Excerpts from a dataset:

- Opening Delimiter -

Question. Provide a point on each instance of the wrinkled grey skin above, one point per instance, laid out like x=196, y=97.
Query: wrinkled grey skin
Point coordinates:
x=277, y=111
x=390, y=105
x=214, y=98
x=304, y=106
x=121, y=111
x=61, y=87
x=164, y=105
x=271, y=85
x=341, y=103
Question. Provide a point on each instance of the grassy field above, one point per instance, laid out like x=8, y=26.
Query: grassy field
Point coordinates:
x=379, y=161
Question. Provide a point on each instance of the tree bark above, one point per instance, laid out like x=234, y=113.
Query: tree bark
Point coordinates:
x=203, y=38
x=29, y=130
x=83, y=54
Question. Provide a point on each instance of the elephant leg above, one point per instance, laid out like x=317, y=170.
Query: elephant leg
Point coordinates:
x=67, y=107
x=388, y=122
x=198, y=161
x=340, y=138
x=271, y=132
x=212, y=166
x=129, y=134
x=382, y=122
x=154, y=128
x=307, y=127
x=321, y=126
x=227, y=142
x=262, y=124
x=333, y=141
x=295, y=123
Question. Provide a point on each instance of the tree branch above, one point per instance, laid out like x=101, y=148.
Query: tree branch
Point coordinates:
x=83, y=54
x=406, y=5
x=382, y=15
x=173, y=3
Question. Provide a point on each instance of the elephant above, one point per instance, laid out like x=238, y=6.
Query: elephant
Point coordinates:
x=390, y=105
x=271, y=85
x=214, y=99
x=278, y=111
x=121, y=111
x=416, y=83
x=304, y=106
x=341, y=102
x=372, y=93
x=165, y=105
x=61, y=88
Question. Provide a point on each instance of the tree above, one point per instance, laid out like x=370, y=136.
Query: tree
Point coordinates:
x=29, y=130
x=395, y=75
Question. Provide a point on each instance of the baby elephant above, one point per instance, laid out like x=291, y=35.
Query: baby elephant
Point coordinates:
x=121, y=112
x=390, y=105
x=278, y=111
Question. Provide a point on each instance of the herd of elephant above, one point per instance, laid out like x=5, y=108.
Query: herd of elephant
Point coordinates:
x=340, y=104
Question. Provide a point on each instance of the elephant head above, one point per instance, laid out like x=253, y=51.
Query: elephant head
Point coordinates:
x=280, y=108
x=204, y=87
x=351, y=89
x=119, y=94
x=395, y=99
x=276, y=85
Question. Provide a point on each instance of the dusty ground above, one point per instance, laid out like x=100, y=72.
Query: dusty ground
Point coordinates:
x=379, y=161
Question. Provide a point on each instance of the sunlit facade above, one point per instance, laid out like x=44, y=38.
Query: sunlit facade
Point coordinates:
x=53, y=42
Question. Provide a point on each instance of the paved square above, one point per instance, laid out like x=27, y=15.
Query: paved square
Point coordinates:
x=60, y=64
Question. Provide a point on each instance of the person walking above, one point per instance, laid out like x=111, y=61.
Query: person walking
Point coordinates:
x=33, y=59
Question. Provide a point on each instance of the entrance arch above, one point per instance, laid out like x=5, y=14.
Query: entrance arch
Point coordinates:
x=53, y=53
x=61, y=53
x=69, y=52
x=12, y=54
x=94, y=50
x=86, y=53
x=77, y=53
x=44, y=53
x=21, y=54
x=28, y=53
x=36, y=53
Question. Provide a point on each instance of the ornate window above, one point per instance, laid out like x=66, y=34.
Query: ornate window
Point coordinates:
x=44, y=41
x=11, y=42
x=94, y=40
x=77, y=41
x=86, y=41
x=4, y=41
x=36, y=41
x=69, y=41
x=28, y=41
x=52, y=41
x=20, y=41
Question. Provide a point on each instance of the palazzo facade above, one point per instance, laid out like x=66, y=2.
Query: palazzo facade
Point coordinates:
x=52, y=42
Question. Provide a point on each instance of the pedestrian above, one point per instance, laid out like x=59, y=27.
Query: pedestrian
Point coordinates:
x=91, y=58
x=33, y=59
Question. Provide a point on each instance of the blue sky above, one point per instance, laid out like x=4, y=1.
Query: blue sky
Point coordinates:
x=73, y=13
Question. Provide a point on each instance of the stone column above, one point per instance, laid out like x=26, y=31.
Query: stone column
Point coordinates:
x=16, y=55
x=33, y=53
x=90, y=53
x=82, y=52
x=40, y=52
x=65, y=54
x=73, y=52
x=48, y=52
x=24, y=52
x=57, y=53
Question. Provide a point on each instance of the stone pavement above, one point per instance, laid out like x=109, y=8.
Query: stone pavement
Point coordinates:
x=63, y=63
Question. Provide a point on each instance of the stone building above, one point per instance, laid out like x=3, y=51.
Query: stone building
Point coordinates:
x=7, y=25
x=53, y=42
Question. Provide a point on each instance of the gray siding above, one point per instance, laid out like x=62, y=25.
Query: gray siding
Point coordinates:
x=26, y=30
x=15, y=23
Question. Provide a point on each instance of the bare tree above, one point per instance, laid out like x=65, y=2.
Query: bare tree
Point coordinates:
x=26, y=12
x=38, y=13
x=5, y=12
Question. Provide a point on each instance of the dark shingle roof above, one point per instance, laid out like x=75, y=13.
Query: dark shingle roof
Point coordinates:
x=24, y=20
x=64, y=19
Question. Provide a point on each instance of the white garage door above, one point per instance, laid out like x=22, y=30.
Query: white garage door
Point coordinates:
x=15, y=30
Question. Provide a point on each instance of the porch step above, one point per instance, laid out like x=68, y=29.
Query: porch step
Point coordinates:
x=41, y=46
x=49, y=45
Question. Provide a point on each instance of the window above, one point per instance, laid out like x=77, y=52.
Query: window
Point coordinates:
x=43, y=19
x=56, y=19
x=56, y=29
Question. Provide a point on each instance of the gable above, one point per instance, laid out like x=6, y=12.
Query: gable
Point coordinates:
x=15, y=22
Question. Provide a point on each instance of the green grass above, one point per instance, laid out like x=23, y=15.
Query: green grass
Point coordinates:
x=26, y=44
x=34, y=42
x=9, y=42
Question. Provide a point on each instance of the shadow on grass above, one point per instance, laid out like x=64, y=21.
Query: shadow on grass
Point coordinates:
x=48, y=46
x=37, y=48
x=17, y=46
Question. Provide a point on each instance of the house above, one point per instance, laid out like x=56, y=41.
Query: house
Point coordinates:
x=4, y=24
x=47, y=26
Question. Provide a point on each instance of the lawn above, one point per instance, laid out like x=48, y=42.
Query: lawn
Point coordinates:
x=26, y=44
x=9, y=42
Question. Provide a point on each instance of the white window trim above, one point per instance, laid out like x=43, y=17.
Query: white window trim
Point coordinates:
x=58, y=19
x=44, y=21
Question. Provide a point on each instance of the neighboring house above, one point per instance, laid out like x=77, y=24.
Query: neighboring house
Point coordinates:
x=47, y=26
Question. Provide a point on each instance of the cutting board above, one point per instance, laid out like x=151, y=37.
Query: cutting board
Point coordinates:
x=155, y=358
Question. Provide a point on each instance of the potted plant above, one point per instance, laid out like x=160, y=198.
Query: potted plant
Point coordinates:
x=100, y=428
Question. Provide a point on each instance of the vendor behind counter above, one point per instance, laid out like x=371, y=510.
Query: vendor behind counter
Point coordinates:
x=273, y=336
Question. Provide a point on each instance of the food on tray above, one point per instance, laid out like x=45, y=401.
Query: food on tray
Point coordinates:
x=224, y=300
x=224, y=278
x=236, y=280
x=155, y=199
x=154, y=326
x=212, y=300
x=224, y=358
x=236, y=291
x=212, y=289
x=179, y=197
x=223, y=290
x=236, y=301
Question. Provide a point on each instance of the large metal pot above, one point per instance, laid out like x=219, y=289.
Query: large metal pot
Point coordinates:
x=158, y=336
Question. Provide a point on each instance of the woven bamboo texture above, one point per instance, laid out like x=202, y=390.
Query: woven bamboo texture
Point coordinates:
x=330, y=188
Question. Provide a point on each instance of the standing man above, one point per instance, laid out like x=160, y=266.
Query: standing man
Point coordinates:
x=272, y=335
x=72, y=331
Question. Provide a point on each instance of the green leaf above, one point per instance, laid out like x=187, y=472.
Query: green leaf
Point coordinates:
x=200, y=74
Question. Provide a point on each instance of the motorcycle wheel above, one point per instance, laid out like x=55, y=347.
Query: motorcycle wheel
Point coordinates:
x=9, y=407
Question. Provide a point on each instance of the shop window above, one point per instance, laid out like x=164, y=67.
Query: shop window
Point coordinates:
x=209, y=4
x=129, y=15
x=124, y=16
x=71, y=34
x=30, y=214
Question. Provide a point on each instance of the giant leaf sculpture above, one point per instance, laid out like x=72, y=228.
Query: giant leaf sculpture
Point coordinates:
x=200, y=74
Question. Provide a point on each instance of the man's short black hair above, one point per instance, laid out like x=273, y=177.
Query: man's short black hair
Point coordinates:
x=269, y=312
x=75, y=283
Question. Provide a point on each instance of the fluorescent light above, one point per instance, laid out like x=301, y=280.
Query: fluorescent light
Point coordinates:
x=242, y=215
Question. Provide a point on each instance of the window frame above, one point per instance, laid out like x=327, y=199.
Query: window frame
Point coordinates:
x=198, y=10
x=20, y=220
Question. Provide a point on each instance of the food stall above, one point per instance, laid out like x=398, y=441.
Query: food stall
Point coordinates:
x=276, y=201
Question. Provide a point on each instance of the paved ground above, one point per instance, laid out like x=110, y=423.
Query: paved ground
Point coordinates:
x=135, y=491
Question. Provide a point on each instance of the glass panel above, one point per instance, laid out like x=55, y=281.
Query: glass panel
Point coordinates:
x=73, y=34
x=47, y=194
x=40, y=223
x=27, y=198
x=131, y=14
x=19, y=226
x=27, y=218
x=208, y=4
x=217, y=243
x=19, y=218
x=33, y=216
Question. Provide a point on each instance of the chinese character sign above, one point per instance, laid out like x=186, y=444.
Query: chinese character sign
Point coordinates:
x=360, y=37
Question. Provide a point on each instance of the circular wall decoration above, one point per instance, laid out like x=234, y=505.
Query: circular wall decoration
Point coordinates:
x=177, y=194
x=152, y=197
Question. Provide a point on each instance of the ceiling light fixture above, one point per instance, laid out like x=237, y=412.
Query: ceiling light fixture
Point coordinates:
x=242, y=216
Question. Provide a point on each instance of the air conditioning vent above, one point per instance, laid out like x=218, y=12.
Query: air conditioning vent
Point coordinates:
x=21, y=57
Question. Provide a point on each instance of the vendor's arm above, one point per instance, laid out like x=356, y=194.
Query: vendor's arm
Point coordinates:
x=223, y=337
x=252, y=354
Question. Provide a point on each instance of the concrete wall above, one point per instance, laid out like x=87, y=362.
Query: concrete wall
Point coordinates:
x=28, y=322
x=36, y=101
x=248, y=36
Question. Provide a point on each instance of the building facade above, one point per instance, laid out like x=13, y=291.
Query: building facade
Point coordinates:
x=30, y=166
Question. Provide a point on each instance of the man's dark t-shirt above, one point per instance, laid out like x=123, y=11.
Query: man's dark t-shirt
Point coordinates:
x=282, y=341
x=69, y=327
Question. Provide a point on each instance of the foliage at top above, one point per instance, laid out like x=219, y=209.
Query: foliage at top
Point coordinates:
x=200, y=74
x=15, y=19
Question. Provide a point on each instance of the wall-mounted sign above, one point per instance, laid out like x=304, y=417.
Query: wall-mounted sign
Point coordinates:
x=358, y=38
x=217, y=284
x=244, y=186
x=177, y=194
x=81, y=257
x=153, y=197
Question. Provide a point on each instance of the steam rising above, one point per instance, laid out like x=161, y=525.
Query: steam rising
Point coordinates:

- Closing Delimiter -

**Task instructions:** Only lines holding the word "metal" belong in the answer; copy all of them from the records.

**Answer for this exercise:**
Question. Provide a point on each instance of the large metal pot above, one point per instance, laid out like x=219, y=289.
Query: large metal pot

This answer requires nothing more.